*** Begin section ***

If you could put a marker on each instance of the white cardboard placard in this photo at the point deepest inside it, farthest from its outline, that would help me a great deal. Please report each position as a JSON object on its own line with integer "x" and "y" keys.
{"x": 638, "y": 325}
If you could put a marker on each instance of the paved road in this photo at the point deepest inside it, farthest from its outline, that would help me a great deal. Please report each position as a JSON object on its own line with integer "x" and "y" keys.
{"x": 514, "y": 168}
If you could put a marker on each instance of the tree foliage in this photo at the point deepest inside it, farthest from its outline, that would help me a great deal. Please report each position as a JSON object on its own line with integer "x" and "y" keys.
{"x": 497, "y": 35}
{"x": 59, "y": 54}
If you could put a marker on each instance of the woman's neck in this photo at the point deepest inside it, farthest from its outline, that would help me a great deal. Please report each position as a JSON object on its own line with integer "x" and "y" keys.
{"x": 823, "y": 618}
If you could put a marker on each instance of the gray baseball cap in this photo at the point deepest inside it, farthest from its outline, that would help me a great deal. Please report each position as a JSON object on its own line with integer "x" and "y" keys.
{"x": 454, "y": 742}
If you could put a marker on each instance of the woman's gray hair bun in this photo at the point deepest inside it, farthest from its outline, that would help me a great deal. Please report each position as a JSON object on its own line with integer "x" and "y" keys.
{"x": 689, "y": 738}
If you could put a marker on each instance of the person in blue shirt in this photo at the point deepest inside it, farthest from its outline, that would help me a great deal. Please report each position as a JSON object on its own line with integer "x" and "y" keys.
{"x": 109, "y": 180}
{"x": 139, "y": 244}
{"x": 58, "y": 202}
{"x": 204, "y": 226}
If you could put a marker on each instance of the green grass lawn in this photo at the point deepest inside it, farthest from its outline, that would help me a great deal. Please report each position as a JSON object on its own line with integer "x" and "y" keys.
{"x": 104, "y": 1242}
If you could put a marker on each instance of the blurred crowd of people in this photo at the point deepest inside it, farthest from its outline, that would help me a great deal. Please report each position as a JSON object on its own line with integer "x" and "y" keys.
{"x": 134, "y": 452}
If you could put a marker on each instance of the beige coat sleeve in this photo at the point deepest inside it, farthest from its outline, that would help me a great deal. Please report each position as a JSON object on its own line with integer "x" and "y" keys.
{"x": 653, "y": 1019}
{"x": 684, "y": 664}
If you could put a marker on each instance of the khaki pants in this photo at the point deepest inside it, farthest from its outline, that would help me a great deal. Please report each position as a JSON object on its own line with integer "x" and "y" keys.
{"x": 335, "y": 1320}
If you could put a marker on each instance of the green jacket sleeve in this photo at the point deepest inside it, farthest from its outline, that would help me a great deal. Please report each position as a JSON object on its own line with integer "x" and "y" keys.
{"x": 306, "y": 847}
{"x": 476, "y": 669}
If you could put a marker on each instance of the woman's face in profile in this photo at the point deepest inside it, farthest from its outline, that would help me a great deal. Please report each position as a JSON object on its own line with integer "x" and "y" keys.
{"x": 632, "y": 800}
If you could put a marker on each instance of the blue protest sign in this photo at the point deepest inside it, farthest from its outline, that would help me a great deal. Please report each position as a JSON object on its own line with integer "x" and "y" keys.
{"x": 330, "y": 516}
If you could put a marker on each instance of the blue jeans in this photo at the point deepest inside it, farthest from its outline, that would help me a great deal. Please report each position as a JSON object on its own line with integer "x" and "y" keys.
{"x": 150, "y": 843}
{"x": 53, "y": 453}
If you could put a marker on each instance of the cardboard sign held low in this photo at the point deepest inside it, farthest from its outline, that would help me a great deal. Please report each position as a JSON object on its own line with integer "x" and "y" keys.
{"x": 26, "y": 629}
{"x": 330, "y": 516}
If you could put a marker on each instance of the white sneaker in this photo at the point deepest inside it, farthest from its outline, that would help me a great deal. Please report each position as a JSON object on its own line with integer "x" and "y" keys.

*** End section ***

### Activity
Write out every record verbatim.

### Output
If you could put a marker on each instance of the white cardboard placard in this photo at the point deepest inside it, farthest from its outline, that would help me a great deal. Please report each position as a JSON object on its own line with integer "x" and "y" keys.
{"x": 638, "y": 325}
If you could put a marker on each instance of the paved road in this photo at the point deepest inside it, farthest from its outline, that would help me a great deal. Please report each position as a JSON object on its own line with integer "x" and "y" keys.
{"x": 514, "y": 168}
If you could put a marker on each instance of the tree foliage in this photo at the point deepest inside it, farthest from its outline, that would help me a great deal. Please report each position as a JSON object on its own line with integer "x" and "y" keys.
{"x": 497, "y": 35}
{"x": 59, "y": 54}
If you could put a marker on each instance of the woman's neck in this photo at the point deepest inside it, farthest from its outline, that would help me a great deal. Please report each position as a JSON object on its own line with integer "x" and "y" keys.
{"x": 823, "y": 618}
If you could put a marker on each instance of the gray baseball cap in this photo at the point deepest inside it, farthest from its outline, that would help me a great deal. Please report each position as a JSON object on its own line with integer "x" and "y" keys.
{"x": 454, "y": 742}
If you could put a marker on each instance of the woman's gray hair bun in this photo at the point deepest inside it, farthest from its outline, that would help me a great deal. Please report each position as a JSON object on its own line with integer "x" and "y" keys.
{"x": 689, "y": 738}
If you could put a marker on each instance of the person in blue shirt in this photo at the point deepest inside it, farthest from its outline, that would help me a great deal. Please report each position as a JSON object on its own line with integer "x" and "y" keys.
{"x": 109, "y": 180}
{"x": 139, "y": 244}
{"x": 58, "y": 202}
{"x": 204, "y": 226}
If you could put a marker on each instance of the green grass lawn in this photo at the point deepest inside it, farthest from its outline, that would help me a great deal. Please report each position as a JSON object on its own line with integer "x" and "y" keys.
{"x": 104, "y": 1242}
If you could put a marker on each instance of the blurred crowd of people in this photo at the point deepest inside it, farthest from its outline, that would help me a great deal. Please report each position as a JSON object on its own line with integer "x" and "y" keys.
{"x": 134, "y": 452}
If you could put a marker on each instance of the beige coat sleeve in this photo at the point deepest inside it, farthest from its outline, that would help me a great deal. Please report each position as a JSON object on its own line with integer "x" and "y" keys.
{"x": 653, "y": 1019}
{"x": 684, "y": 664}
If you could put a marker on each instance of the khaki pants in this photo at the point deepest inside it, farthest from its outline, that would help me a great deal. Please report each position as a JSON object on its own line with integer "x" and "y" keys.
{"x": 335, "y": 1320}
If you could put a marker on each instance of the green jacket sleeve in this photo at the point deepest inside it, farthest from its outline, that would help me a great deal. Please report each position as a JSON object on its own line with integer "x" and "y" keys.
{"x": 306, "y": 847}
{"x": 476, "y": 669}
If you could put a marker on each instance of the woman's face in profile in this photo at the point deepest inside it, farthest from its outline, that would help me a great deal. Please report each position as a JSON object on its own line with integer "x" and "y" keys.
{"x": 632, "y": 800}
If you could put a marker on each instance of the blue protest sign in this photo at the point deepest inside it, farthest from its outline, that would help me a great deal. Please report each position as a JSON object on its own line with integer "x" and "y" keys.
{"x": 330, "y": 516}
If you could put a marker on each instance of the blue jeans in this photo at the point deepest inside it, farthest from its outline, that would help me a great deal. Please report each position as a JSON object on its own line with integer "x" and "y" keys.
{"x": 150, "y": 843}
{"x": 53, "y": 453}
If you could put a marker on each instance of the cardboard sign held low in this photo at the point deepest inside it, farthest from its outline, that would help me a great deal. Please report each position as a JSON object on its own line with integer "x" and "y" keys.
{"x": 26, "y": 629}
{"x": 330, "y": 516}
If you could put a marker on each instance of the white sneaker in this photo at the point deepest inside it, farthest from its outline, that would help me a great deal. Please report each position as a JSON object on its own line with integer "x" and "y" keys.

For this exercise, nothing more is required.